Saved entries
········
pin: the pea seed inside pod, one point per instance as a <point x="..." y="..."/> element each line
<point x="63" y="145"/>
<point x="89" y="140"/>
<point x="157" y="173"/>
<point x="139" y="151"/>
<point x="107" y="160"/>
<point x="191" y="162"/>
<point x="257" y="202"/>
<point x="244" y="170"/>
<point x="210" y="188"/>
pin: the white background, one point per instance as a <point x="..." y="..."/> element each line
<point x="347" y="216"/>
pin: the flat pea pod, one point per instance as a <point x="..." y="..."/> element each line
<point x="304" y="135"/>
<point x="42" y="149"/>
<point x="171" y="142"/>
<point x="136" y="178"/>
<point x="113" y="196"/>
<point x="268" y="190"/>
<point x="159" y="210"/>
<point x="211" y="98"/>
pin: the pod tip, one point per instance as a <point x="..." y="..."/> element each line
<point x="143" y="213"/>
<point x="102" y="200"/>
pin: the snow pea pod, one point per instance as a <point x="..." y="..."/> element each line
········
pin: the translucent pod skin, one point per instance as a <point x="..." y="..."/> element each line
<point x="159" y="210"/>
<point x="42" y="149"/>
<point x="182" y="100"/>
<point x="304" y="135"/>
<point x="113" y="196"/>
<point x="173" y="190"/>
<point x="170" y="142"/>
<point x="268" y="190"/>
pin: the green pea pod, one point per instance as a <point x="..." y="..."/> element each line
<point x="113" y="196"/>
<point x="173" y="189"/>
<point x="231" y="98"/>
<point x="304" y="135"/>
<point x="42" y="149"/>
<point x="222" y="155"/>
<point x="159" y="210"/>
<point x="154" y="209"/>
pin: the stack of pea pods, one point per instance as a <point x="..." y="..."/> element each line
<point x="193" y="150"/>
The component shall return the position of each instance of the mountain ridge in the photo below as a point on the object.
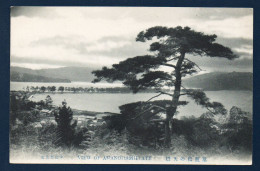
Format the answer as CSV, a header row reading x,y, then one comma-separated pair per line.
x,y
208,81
········
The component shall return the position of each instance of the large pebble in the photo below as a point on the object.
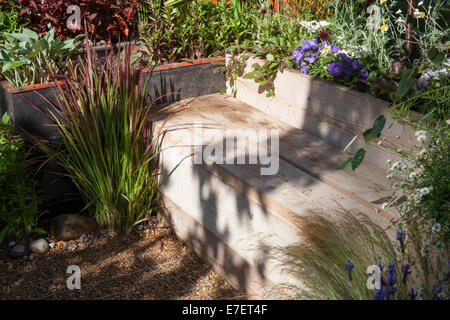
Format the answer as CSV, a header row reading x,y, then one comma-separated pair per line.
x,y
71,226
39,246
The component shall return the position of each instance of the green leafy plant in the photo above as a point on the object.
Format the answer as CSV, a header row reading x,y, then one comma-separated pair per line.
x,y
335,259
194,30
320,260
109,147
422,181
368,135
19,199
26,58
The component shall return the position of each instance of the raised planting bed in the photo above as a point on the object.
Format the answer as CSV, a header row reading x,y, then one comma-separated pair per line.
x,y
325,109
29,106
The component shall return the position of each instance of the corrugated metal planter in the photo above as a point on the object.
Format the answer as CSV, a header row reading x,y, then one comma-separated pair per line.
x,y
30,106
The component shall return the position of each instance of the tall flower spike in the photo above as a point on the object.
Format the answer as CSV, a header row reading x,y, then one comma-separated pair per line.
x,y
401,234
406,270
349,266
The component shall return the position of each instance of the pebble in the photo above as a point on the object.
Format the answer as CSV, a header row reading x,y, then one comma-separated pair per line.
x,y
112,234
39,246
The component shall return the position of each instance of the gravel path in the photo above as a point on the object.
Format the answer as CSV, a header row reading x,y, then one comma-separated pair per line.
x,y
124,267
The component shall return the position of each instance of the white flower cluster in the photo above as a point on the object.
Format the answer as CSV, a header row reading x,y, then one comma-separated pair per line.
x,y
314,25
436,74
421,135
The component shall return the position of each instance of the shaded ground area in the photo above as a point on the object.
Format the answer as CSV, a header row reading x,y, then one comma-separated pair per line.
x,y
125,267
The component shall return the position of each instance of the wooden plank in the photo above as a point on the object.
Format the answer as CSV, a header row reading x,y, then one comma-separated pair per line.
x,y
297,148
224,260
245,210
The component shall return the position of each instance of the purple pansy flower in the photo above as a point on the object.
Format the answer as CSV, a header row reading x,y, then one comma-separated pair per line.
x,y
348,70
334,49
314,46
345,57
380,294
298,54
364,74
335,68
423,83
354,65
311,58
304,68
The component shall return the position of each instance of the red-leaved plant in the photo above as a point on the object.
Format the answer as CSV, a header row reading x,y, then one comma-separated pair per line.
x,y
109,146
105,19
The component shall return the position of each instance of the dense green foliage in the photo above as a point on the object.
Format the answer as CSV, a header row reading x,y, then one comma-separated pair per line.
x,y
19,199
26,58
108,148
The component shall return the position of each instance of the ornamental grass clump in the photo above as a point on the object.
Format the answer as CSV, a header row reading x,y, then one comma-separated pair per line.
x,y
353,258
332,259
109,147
········
In the entries above, find the line holding "of the shaded" and the line holding "of the ornamental", then retype exactly those two lines and every line between them, and nothing else.

TASK SOLUTION:
The component shall return the position of each instance of the shaded ground area in the photo above as a point on the object.
Format the answer as CSV, a header row reading x,y, then one comma-separated pair per line.
x,y
125,267
The component shall return the position of each instance of the wooden plank in the photo above as a point on the object.
Format the answer as CSV, a header row reading x,y, then one comma-separated pair per line.
x,y
297,148
224,260
245,210
The component shall return the position of each instance of the purple pansy flower in the photo above as a point on the object.
Format the answer as CSV, a header row reading x,y, then one comma-separated pair per line.
x,y
348,70
334,49
314,46
345,57
380,294
298,54
364,74
335,68
423,83
354,65
311,58
304,68
The component shall return the position of each instance of the red-leaved plant in the photo above as a point on the object.
Format the answer as CSV, a header row reading x,y, then one comma-separated pair per line.
x,y
109,146
105,19
The component shall return the position of each instance of the dense green foliage in the photo above as a point on the object.
Format the answer as CSV, a header row reading x,y, then one comma-separated pair per line.
x,y
19,199
26,58
108,148
The component shall return the position of each instance of the ornamental grass clump in the photo above as a point on the object.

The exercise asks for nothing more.